English Major Meets Software
Word Geek trys to muddle through the nasty world of Code Geeks. Gets Lost, Found, Done, Undone, and thoroughly confused.
Friday, March 31, 2006
All in a bucket
Random events, are not what occur. Or more that what randomness we attribute to the events of our lives is the willingness to accept culpability. Without a single doubt we are universally damned to the perturbed state of disavowing order.
That said, and only partially reasonable. I'm going to try to begin. At least try to describe what is a possible version of how I arrived where I am going.
Go:
Stirring. Making small incremental passes at waking. Flirting with day. These passive phrases cannot describe the apprehension and anger with which I greet the day. These quiet marks, do not color the halls of my dissatisfaction, the correct putrid hue of abject apathy.
I am not so much the weaker version of an earlier self, but at this point a have not the strength to make the neccessary preparations for failure. Instead I opt for existence.
Tuesday, March 28, 2006
Shaking the Curve
Shaking the curve. Or so it might seem to be. When focused, energy or thought can edge around the bends of dastardly limitation. In a pure sense the volt - ampre - jules compilation of force of energy defines what force is present, and what that force is capable of doing. But the idea of shaking the curve implies that, including the known bounds of a force, there is the ability to excede its static and kenetic limitations.
This is crucial at times, in thinking oneself past the end of tired, or past the end of fear, failure and despair. Because it needs to be possible to exceed limits, it must be possible. As most will attest, despite some set of opposing (limiting) circumstance, there has been at least on circumstance in their life where they have out-bounded their current arena.
There have been times when I was sure that I could not possibly create the ideal. But then again, I do believe that I can shake the curve.
Friday, March 24, 2006
Movement
Moving, always moving... If I could write like my mind moves and have the words pour so freely as my apprehension at being, then I could be done with this already, and have written it moved to the next crisis of banality.
As a new father I look forward to the first time I can take my son to see "No Exit" and have him, like any sensible 5 year old gripe that it was weird and bad. But then have him, when he is mired in the depths of his own collusion at 20 smile at the simple perfection of self made damnation.
I don't have time really to think about the things that I should. I do not meditate on the efficacy of my self pity. Nor have I conjugated the verb of my apathy. I am but able to relish the mirth that is my smugness.
Walking makes the mind rally. In the darkest hours, the mind is lit by only the continuous motion of one foot before the other. This monotony is the soothing tonic. It is laudanum. Walking is the perception of progress, the figurative separation of oneself from one's own problems.
Moving with words, movement, that is what is necessary.. The continuation of self through multi-axially measured expansion.
Monday, June 13, 2005
Why I should attend PDC for free?

·····

#### [Required work]
Supply the next part of the blog entries above, starting after the final heading.

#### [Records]
·····

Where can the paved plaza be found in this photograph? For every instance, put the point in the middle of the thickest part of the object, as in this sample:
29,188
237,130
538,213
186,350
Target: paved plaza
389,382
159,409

·····

#### [Final result]
That's somewhat like asking why is it that everything good for you tastes so bad, and hoping that cake will suddenly be the epitome of a healthy food. Relativism dominates with questions like this. I can in no way assert that I am the most deserving, the most needing, I can only suggest, that like the average attendee I believe that the PDC would be good for me.
I am no great .Net ideologue as I spend as much time cursing the "finesse points" of VS.Net as I do praising it when things work perfectly. And I did laugh at the recent set of MSDN blogs claiming that the Xml perf test results for next->.Net are any sort of vindication, it's a reasonably accepted practice to view vindication as the process of having proved wrong and initial false assumption or claim, and the fact the next->.Net is better that 1.1 in the Xml area doesn't vindicate, but it does lead me back to my answer to the question of why PDC + me is not that bad of a pairing.
The promise of what could be is what could be is what first “got me” about software. After few years of twizzling digits, I gained employ in a company that was poking their head around the corner into the wide, wide world of AI. My head was filled with wonderful dreams of Neural Nets, Ontologies, self tuning n-Dimensional data sets and the power to learn, predict and better the world.
Needless to say, while all this occurred, the practical realities of commercial software fell somewhat short of my imagination, but I was hooked. I could see where this was going. Kinks like bad source data, inconsistent training models and other short term hiccups aside, the ability to realize real world learning data models was stunningly captivating.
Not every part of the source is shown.